What is required.
Reproduce the biographical passage on Ashley Howard below in full, word for word.

Document passage.
————————

Biographical details
- Born: Philadelphia, Pennsylvania, U.S.

Playing career
- 1999–2002: Drexel
- Position: Point guard

Coaching career (HC unless noted)
- 2004–2008: La Salle (assistant)
- 2008–2012: Drexel (assistant)
- 2012–2013: Xavier (assistant)
- 2013–2018: Villanova (assistant)
- 2018–2022: La Salle
- 2023–present: Villanova (assistant)

Head coaching record
- Overall: 45–70 (.391)

= Ashley Howard (basketball) =

American college basketball coach

Ashley Howard is an American college basketball coach, currently serving as an assistant coach at Villanova University, in his second stint with the program. He was the head men's basketball coach at La Salle University, a position he held from 2018 to 2022.

————————

Data supplied.

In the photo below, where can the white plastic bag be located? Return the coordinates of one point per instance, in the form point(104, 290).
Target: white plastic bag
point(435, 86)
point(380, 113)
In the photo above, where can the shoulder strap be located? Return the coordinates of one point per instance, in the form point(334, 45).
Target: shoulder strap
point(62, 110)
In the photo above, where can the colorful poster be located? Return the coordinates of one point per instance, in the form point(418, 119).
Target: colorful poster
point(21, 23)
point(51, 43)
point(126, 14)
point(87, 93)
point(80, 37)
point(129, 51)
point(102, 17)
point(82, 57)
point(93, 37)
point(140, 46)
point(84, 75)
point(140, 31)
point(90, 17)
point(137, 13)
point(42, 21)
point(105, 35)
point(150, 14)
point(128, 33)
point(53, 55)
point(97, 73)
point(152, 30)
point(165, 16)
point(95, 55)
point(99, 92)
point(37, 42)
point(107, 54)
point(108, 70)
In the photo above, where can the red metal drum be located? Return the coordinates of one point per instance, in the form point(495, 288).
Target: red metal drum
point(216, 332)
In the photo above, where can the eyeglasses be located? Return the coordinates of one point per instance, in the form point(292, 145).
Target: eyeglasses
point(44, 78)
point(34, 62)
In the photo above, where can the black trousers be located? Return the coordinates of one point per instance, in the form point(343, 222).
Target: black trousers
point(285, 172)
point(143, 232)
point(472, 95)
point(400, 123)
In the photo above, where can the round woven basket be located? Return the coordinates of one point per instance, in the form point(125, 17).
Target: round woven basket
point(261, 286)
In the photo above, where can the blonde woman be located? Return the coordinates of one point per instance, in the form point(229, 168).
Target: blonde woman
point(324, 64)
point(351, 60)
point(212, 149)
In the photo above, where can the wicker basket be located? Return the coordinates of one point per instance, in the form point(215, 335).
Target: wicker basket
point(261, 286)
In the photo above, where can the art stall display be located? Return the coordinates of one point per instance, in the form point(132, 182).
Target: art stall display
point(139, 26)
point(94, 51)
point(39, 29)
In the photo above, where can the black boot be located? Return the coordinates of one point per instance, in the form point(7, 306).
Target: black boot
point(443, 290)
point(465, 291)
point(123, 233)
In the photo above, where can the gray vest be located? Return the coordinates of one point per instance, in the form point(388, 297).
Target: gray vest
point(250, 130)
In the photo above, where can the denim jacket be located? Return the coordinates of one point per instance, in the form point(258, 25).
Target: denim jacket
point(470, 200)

————————

Exercise solution.
Biographical details
- Born: Philadelphia, Pennsylvania, U.S.

Playing career
- 1999–2002: Drexel
- Position: Point guard

Coaching career (HC unless noted)
- 2004–2008: La Salle (assistant)
- 2008–2012: Drexel (assistant)
- 2012–2013: Xavier (assistant)
- 2013–2018: Villanova (assistant)
- 2018–2022: La Salle
- 2023–present: Villanova (assistant)

Head coaching record
- Overall: 45–70 (.391)

= Ashley Howard (basketball) =

American college basketball coach

Ashley Howard is an American college basketball coach, currently serving as an assistant coach at Villanova University, in his second stint with the program. He was the head men's basketball coach at La Salle University, a position he held from 2018 to 2022.